- SET EXERCISE: Return every line of the data below word for word, leaving out the pictures.

- DATASET ENTRIES:
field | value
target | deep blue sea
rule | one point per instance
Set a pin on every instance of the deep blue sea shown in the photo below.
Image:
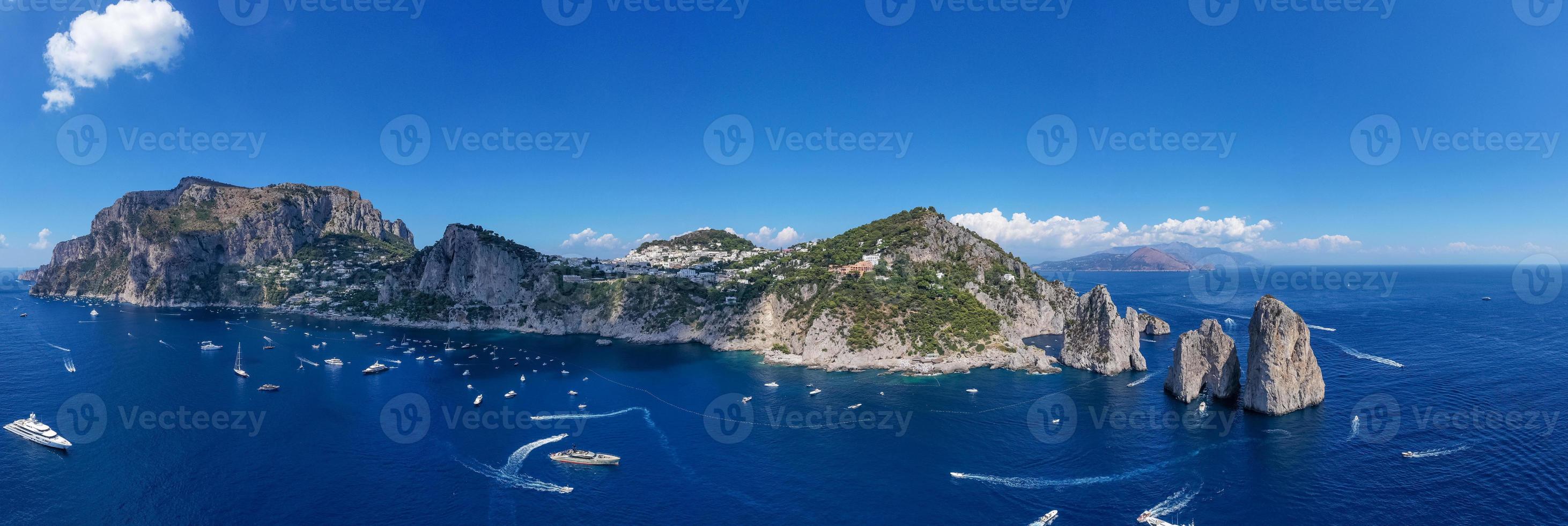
(1477, 396)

- EXPECTED ANSWER:
field | value
target | deep blue sea
rule | one point per instance
Set a pin on every instance of the deep blue sea shown in the photo below.
Image:
(1477, 396)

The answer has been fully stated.